Pointing dataset listing:
=-=-=
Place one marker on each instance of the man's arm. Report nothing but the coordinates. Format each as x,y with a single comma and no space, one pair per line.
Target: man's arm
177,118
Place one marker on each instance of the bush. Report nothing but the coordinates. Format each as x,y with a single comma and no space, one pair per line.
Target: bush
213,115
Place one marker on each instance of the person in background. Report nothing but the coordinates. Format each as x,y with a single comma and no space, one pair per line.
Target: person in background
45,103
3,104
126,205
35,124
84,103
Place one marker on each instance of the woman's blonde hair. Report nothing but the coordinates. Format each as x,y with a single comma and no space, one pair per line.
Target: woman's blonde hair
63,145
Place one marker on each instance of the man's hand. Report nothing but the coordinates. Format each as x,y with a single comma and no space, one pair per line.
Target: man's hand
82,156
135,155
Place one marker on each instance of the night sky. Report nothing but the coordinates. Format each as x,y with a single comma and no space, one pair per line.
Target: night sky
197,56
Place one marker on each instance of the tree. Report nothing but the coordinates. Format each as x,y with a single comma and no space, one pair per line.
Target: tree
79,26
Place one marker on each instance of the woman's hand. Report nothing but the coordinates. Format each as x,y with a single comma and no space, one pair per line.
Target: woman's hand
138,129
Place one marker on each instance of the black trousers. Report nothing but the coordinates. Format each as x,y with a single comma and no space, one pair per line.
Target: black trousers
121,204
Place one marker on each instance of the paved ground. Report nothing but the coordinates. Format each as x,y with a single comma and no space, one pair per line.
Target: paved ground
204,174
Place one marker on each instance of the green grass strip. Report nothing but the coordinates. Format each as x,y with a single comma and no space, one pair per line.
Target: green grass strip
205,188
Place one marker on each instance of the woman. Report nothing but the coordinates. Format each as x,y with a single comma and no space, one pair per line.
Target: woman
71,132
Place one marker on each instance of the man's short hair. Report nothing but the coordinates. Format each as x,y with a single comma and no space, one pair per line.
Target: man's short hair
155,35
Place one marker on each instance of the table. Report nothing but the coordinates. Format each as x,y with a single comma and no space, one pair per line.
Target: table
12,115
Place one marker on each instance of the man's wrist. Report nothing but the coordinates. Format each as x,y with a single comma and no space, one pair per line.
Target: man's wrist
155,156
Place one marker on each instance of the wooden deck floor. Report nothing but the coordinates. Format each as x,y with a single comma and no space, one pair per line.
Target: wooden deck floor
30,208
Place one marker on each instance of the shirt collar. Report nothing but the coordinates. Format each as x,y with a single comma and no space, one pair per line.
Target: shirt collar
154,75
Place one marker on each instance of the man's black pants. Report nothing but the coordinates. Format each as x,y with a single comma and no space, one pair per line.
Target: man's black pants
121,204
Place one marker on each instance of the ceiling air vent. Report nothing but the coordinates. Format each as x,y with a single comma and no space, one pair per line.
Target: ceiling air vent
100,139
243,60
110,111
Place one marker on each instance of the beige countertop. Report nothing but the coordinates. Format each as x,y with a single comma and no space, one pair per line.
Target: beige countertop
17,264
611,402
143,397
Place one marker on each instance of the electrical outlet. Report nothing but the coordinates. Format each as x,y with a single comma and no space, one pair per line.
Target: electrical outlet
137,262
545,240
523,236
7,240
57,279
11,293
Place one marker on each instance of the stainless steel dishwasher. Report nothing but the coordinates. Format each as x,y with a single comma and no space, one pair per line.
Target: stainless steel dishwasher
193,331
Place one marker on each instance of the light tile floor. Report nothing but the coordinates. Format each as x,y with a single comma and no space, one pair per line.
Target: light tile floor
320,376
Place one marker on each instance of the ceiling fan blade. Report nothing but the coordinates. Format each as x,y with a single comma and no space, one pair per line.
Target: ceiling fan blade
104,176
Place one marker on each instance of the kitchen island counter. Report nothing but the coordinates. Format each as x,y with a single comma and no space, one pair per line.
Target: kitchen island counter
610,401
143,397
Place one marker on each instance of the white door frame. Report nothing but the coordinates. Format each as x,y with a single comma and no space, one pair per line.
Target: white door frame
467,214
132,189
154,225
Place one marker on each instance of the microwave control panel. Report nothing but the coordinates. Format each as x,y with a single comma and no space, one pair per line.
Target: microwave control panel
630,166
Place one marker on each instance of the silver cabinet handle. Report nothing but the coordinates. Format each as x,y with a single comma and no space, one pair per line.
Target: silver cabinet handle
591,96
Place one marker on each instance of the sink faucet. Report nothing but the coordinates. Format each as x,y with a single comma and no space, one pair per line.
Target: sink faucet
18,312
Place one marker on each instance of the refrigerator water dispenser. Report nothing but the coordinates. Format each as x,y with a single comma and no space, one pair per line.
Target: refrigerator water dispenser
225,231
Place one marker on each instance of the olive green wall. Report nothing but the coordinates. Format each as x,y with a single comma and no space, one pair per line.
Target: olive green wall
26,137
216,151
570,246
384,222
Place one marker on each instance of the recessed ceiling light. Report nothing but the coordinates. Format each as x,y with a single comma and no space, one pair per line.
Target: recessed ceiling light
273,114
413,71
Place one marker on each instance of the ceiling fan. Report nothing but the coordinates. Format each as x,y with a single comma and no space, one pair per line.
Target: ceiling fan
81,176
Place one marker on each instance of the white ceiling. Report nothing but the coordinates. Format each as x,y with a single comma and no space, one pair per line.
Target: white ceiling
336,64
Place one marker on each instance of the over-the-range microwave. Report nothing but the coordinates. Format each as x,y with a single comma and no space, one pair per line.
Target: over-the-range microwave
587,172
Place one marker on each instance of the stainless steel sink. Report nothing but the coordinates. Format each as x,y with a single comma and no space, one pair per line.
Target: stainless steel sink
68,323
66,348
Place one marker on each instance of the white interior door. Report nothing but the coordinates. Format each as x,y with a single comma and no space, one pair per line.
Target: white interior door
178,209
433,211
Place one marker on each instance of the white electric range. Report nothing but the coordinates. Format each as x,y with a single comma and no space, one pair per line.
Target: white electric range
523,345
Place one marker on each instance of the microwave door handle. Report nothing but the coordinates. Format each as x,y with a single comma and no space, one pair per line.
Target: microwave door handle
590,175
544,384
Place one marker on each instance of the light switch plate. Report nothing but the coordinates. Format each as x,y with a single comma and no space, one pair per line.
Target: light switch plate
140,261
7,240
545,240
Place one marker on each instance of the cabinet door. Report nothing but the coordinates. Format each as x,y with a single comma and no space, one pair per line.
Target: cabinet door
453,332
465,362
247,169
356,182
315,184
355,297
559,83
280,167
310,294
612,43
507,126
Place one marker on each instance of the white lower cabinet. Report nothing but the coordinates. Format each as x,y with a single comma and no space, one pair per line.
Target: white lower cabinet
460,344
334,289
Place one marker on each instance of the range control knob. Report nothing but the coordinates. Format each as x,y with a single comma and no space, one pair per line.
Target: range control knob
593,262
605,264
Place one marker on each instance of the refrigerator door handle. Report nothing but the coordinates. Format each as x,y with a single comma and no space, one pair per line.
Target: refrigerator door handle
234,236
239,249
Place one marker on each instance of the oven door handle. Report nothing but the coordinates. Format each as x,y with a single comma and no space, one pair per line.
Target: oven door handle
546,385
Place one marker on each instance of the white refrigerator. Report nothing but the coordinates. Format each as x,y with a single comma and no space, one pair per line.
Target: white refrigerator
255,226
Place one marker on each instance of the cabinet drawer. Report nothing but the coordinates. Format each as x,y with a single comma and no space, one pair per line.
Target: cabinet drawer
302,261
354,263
=-=-=
— Task requirements —
Turn the listing above into a two-column CSV with the headers "request" and "points." Write one row for each request, with its text and its answer each in a single quoted field and every line break replaced by a space.

— Answer for the task —
request,points
"Place one marker on each instance of the man's arm. Report nothing but the coordinates. Format each as x,y with a single comma and no space, one pair per line. Target: man's arm","177,118"
"Place one marker on each instance of the bush. Report nothing but the coordinates. Format each as x,y with a single comma and no space, one pair per line. Target: bush","213,115"
"Place one marker on each instance of the person in background. Report nothing but the coordinates. Format each as x,y with a single comma and no space, one pair per line. Target: person in background","45,103 3,104 126,205 35,124 84,103"
"Place one marker on each instance of the woman's blonde hair. Report nothing but the coordinates. Format each as x,y with a single comma and no space, one pair per line. Target: woman's blonde hair","63,145"
"Place one marker on each instance of the man's hand. Report nothing but the coordinates. Format each as x,y with a single comma and no space, one pair per line. Target: man's hand","82,156 135,155"
"Place one marker on each instance of the night sky. Report nothing but the coordinates. Format each as x,y with a single comma and no space, one pair per line. Target: night sky","197,56"
"Place one marker on each instance of the tree. Report nothing but the coordinates. Format each as x,y with a single comma and no space, one pair per line. Target: tree","79,26"
"Place one marker on each instance of the woman's hand. Report nothing but the coordinates. Format each as x,y with a single comma and no space, one pair per line. Target: woman's hand","138,129"
"Place one marker on each instance of the black trousers. Report nothing but the coordinates. Format each as x,y with a single comma and no space, one pair per line. Target: black trousers","121,204"
"Place one marker on each instance of the paved ground. Report nothing but the coordinates. Format each as x,y with a single comma and no space, one pair per line. Target: paved ground","204,174"
"Place one marker on each instance of the green grass strip. Report nothing but the coordinates. Format each as x,y with a single comma and no space, one pair per line. Target: green grass strip","205,188"
"Place one marker on each instance of the woman. Report nothing but the coordinates. Format each as x,y with a single comma and no space, one pair per line. Target: woman","71,132"
"Place one marker on each instance of the man's short hair. Report nothing but the coordinates. Format each as x,y with a single comma and no space, one pair per line. Target: man's short hair","155,35"
"Place one marker on each instance of the table. Report nothing but the coordinates. Format each as x,y with a single comma and no space, one pair per line. Target: table","12,115"
"Place one marker on each instance of the man's wrist. Report nothing but the coordinates. Format each as x,y with a single comma and no space, one pair per line. Target: man's wrist","155,156"
"Place one marker on each instance of the wooden deck floor. Report nothing but the coordinates. Format each as x,y with a single comma and no space, one pair per line. Target: wooden deck floor","30,208"
"Place one marker on each instance of the shirt collar. Report nothing but the coordinates. Format each as x,y with a single comma and no space, one pair per line. Target: shirt collar","154,75"
"Place one marker on each instance of the man's black pants. Report nothing but the coordinates. Format each as x,y with a single comma and no space, one pair per line. Target: man's black pants","121,204"
"Place one marker on each instance of the ceiling air vent. Report nothing but the coordinates. Format each as x,y with a single comma and no space, one pair per line. Target: ceiling air vent","100,139 243,60 110,111"
"Place one marker on each instance of the beige countertop. Report nothing but the coordinates. Format each as x,y with a single comma and no space, one pair per line. Target: beige countertop","17,264 611,402 143,397"
"Place one marker on each instance of the electrical outlet. Report nothing but the coordinates. Format each as x,y with a single comma and no space, one pair per line. Target: electrical outlet","137,262 545,240 523,236 7,240 57,279 11,293"
"Place one marker on each instance of the stainless steel dishwasher. Report nothing but the coordinates. Format each as x,y with a single comma and no space, one pair per line. Target: stainless steel dishwasher","193,331"
"Place one marker on each instance of the light tile floor. Report nothing but the coordinates. Format each as x,y with a single comma and no space, one pair per line. Target: light tile floor","320,376"
"Place one marker on each instance of the ceiling fan blade. Report nothing but the coordinates. Format each as x,y with a single comma and no space, one pair per line. Target: ceiling fan blade","104,176"
"Place one marker on each instance of the kitchen island counter. Report nothing but the coordinates. Format each as x,y with a single comma and no space, one pair per line. Target: kitchen island counter","610,401 143,397"
"Place one marker on each instance of the white door frame. Report nothing but the coordinates. Format each as x,y with a single comma and no space, one pair per line. Target: white door frame","467,214 132,189 154,225"
"Place one marker on each instance of the microwave control panel. Report nothing but the coordinates. Format each as x,y with a single comma and no space, one pair per line. Target: microwave control panel","630,166"
"Place one marker on each instance of the silver cabinet handle. Report nothing but the coordinates. Format each as x,y with a single comma and no space, one pair per line. Target: silver cabinet handle","591,96"
"Place one marker on each instance of the sink faucet. Report nothing but the coordinates. Format each as x,y with a single comma and no space, one pair per line. Target: sink faucet","18,312"
"Place one marker on each instance of the refrigerator water dispenser. Report nothing but the coordinates. Format each as x,y with a single comma and no space, one pair per line. Target: refrigerator water dispenser","225,231"
"Place one marker on each instance of the olive green wall. Report nothing but the coordinates. Format each as x,y with a single comma and no space, one pair per line. Target: olive green wall","26,137 216,151 570,246 384,222"
"Place one marker on each instance of the recessed ceiling light. Report nothing but the coordinates. Format each as x,y with a single comma and no space, one pair per line. Target: recessed ceiling light","273,114 413,71"
"Place one marker on each instance of the ceiling fan. Report nothing but the coordinates. Format each as x,y with a single comma and no space, one pair per line. Target: ceiling fan","81,176"
"Place one marker on each instance of the white ceiling. Report nothing but the coordinates. Format each as x,y with a single comma and no space, one pair per line. Target: white ceiling","336,64"
"Place one marker on each instance of the over-the-range microwave. Report nothing but the coordinates. Format each as x,y with a single comma and no space, one pair per line. Target: over-the-range microwave","587,172"
"Place one marker on each instance of the stainless steel sink. Report nothing but the coordinates. Format each as x,y with a single comma and no space, one pair per line. Target: stainless steel sink","68,323 66,348"
"Place one marker on each instance of the white interior door. Report nothing but the coordinates. Format each as x,y with a single comma and no space, one pair per line. Target: white interior door","178,209 433,211"
"Place one marker on each instance of the white electric range. Report nothing but the coordinates. Format each as x,y with a single comma and no space, one pair per line. Target: white electric range","523,345"
"Place one marker on each instance of the microwave door handle. Report nothing but the coordinates. Format each as x,y with a single comma and no space, one pair per line. Target: microwave door handle","590,175 544,384"
"Place one marker on each instance of the light switch plate. Report nothing but the coordinates. Format each as x,y with a single comma and no space, one pair per line. Target: light switch plate","140,261 7,240 545,240"
"Place one marker on each instance of the cabinet door. Report nothing but the coordinates. Format each as x,y with a single comma and no space, one pair per line. Target: cabinet door","453,332 465,362 247,169 356,182 315,184 355,297 559,83 280,167 310,294 612,43 507,126"
"Place one marker on each instance of the white lower cabinet. Report nothing but the coordinates. Format each as x,y with a single comma and no space, one pair per line. Target: white lower cabinet","460,344 334,289"
"Place one marker on each instance of the range control knob. Report nothing but the coordinates. Format each as x,y with a single comma and no space, one pair per line. Target: range control knob","593,262 605,264"
"Place one marker on each instance of the refrigerator door handle. Report nothing but the coordinates. Format each as x,y with a single comma and no space, one pair per line. Target: refrigerator door handle","234,236 239,249"
"Place one marker on each instance of the oven door handle. Report nothing but the coordinates. Format each as x,y with a single comma and no space, one pair per line. Target: oven door handle","546,385"
"Place one marker on each instance of the white refrigerator. Report nothing but the coordinates. Format each as x,y with a single comma and no space, one pair per line. Target: white refrigerator","255,226"
"Place one marker on each instance of the cabinet drawer. Report nothing but the coordinates. Format each as x,y with a single comma and no space, one pair per line. Target: cabinet drawer","302,261 354,263"